**Zadanie:** Dopisz ciąg dalszy recenzji książki o zespole Genesis, zaczynając bezpośrednio po jej ostatnim zdaniu.

──────── Tekst źródłowy ────────

Muzyki zespołu Genesis słucham, odkąd świadomie włączyłem radio, co zdarzyło się prawie trzydzieści lat temu. Pochlebiam sobie również, że jako tako orientuję się w historii grupy, a przecież książkę Łukasza Hernika przeczytałem z dużym pożytkiem. Dowiedziałem się choćby tego, że jeden z moich ulubionych fragmentów muzycznych, „symfoniczną" partię gitarową w końcówce "The Musical Box", ułożył niejaki... Mick Barnard, który do składu Genesis trafił wszystkiego na trzy miesiące (po Phillipsie, a przed Hackettem).
Autorowi książki zapisuję na plus, że oszczędnie dawkował informacje o prywatnym życiu członków grupy. W pięciusetstronicowym opracowaniu najważniejsza okazała się muzyka. Oczywiście, kiedy w książce znawca ściera się z wielbicielem, zwykle wygrywa ten drugi. Gdyby dać wiarę autorowi, to Genesis nie nagrali nawet jednego utworu, który nie byłby wart komplementu. Kto zna pierwszą płytę zespołu, ten wie, że jej odsłuchanie wymaga sporego samozaparcia, ale i tutaj autor sprostał zadaniu, dzielnie wynotowując pomysły, które zostały rozwinięte w klasycznych nagraniach.

──────── Dane wejściowe ────────

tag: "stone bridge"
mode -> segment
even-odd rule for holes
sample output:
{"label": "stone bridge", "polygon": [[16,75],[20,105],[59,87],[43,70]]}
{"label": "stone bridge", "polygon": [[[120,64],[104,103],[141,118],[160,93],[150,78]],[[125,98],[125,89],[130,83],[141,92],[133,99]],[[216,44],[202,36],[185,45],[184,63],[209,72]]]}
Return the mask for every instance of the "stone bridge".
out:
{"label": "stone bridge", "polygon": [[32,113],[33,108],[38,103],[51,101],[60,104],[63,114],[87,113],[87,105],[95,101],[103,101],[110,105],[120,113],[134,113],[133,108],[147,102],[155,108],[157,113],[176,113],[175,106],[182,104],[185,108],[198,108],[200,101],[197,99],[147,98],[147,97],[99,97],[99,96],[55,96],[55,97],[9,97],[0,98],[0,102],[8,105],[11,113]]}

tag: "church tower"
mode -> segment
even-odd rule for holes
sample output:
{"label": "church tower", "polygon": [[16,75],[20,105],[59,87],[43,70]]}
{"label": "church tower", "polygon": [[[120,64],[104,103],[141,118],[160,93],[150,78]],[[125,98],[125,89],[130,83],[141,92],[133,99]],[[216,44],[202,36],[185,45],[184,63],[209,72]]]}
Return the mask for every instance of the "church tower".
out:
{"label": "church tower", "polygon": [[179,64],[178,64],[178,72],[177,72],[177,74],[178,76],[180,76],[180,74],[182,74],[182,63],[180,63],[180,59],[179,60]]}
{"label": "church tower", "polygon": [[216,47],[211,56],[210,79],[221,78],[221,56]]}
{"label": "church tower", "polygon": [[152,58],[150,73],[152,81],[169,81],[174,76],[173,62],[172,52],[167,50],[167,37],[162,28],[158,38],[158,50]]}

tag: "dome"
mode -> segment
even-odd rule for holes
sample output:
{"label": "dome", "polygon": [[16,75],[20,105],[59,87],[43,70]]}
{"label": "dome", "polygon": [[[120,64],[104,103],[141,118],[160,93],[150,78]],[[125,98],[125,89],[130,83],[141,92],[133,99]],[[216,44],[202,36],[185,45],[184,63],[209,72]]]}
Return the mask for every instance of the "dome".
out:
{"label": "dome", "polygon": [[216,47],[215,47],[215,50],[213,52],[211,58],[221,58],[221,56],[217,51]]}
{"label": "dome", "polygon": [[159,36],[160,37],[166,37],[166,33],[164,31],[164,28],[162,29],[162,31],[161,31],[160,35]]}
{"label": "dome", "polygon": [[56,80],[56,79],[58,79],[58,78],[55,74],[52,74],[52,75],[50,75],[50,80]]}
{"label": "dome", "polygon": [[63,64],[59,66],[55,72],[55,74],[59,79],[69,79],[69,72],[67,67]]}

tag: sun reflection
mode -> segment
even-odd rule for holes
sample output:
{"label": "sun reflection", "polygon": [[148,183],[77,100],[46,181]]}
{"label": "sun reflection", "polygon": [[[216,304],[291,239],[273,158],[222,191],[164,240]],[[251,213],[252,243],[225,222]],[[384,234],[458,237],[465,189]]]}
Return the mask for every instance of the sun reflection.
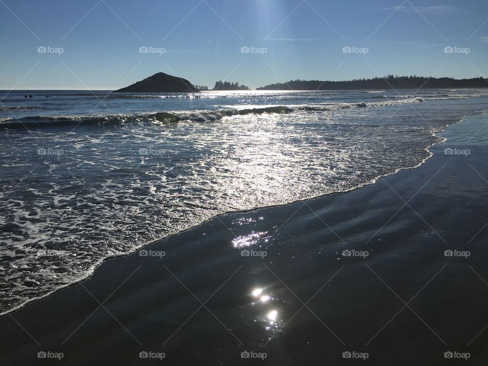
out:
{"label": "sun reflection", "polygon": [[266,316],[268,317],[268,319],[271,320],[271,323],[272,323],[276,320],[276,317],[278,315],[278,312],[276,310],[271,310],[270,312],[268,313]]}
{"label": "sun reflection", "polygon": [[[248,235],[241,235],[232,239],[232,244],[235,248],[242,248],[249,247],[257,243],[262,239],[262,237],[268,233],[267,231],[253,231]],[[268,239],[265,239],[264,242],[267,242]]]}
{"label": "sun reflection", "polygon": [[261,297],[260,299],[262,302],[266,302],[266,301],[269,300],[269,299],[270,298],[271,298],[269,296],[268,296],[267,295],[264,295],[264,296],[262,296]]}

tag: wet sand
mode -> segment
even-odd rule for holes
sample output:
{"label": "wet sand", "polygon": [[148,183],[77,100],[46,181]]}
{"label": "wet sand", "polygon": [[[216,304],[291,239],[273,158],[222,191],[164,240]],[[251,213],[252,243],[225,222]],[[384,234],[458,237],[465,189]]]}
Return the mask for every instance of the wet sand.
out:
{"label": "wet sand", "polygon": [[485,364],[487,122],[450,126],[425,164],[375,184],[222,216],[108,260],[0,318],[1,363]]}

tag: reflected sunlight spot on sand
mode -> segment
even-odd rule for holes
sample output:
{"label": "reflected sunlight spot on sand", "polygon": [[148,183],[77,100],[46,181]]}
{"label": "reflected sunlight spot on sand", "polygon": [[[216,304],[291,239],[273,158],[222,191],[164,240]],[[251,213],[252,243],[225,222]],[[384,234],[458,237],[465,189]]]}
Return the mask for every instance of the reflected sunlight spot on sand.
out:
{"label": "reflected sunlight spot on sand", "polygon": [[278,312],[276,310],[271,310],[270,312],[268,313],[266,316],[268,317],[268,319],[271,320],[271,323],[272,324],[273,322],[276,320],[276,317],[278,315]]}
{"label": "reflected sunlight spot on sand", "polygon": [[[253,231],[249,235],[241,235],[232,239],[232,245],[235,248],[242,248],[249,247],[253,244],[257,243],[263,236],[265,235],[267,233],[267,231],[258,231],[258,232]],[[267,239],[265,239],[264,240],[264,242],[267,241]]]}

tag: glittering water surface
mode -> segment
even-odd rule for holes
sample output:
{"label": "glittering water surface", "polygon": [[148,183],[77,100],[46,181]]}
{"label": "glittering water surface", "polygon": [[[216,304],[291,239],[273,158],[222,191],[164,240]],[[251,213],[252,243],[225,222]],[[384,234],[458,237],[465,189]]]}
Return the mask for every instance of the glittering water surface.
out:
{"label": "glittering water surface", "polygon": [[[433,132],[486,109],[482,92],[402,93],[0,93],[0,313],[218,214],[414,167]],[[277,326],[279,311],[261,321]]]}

────────
──────── Dane wejściowe ────────

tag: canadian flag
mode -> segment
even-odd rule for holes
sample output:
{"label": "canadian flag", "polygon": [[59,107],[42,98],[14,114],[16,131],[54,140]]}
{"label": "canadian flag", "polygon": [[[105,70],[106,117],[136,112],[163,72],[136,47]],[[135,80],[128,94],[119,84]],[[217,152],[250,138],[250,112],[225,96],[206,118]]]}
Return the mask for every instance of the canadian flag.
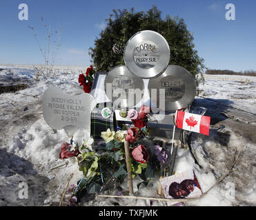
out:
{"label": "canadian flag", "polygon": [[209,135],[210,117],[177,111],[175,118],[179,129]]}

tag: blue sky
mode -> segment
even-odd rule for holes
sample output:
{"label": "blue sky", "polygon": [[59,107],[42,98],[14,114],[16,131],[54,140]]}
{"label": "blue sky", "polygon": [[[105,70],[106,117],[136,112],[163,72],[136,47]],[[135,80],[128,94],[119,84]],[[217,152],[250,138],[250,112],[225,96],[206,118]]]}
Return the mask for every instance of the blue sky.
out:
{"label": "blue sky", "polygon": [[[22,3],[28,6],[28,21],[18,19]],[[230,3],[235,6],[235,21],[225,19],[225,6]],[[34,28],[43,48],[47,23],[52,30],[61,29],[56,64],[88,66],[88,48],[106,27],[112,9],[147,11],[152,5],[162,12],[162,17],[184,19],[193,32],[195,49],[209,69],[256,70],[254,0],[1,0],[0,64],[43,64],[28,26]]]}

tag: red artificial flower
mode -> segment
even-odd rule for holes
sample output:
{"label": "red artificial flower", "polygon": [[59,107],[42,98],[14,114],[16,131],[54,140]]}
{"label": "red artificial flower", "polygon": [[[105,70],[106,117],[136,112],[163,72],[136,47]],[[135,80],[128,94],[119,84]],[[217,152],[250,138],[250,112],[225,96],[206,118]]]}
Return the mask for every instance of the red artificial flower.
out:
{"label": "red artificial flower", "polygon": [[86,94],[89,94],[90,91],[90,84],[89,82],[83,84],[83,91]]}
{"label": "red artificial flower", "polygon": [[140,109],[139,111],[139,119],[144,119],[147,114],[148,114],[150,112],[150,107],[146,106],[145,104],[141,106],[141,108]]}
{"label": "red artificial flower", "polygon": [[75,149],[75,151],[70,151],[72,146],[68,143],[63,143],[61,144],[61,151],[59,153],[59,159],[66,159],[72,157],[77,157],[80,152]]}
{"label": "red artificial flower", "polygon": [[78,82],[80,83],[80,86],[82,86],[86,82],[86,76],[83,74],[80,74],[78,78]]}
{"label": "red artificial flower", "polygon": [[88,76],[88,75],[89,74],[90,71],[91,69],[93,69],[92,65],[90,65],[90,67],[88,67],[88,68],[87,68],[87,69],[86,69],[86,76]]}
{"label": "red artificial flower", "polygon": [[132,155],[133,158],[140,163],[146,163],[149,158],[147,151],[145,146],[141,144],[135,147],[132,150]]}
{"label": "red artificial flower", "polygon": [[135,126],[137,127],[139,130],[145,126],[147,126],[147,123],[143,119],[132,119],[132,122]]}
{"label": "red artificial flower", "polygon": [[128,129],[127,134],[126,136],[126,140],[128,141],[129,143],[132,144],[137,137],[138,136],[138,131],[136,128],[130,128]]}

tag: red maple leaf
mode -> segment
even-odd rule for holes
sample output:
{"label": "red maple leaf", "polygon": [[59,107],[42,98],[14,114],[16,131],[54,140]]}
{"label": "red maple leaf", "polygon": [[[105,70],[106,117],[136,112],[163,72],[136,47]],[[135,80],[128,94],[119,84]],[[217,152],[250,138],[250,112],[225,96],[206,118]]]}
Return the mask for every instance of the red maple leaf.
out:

────────
──────── Dane wejściowe ────────

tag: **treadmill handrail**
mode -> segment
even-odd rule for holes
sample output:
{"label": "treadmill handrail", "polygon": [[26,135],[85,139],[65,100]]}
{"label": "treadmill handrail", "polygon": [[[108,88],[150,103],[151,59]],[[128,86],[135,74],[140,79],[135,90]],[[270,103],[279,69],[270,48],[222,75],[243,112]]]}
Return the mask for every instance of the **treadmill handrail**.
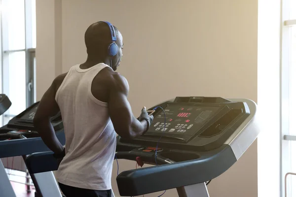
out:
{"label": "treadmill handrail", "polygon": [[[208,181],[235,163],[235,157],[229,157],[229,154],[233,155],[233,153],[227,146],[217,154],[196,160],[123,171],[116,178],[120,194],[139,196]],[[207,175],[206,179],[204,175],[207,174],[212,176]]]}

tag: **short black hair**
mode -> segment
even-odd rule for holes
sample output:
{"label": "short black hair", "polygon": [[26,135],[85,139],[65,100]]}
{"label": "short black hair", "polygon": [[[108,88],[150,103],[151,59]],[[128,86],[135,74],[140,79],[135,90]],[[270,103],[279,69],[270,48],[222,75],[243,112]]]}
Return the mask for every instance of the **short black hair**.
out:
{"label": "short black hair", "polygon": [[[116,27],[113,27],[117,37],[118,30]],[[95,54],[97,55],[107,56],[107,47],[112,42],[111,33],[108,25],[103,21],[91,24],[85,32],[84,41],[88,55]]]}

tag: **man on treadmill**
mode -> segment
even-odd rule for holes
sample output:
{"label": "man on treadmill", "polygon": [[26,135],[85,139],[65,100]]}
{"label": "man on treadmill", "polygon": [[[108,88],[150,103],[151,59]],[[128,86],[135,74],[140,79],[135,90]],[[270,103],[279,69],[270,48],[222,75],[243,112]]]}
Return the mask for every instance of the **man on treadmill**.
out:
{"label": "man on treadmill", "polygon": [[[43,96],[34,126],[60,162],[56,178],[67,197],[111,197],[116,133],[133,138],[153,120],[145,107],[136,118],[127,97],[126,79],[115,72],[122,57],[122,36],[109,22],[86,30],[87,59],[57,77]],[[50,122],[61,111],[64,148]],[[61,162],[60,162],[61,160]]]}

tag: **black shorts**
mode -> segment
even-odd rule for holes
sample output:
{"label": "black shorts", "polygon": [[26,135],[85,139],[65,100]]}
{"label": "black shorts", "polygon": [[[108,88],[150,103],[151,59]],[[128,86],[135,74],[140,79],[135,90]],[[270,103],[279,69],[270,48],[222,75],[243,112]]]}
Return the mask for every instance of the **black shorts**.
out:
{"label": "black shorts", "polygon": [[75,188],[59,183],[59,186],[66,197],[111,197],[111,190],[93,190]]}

────────

**Odpowiedź:**
Miłośnikom grupy książka wyda się ciekawa choćby dlatego, że - inaczej niż większość ortodoksów - Hernik zdaje się preferować erę Collinsa, a nie Gabriela. Dlatego okres po roku 1978, kiedy to zespół z płyty na płytę coraz wyraźniej ciążył w kierunku muzyki pop, został oceniony całkiem wysoko. Przyznajmy, bez stylistycznej wolty grupa musiałaby zakończyć działalność. By utrzymać się na powierzchni, trzeba było pozyskać nową publiczność. I to publiczność masową, która wypełniłaby największe sale czy nawet stadiony.
Hernik przyjmuje za dobrą monetę argumenty, jakimi sami członkowie grupy tłumaczyli swoją ewolucję.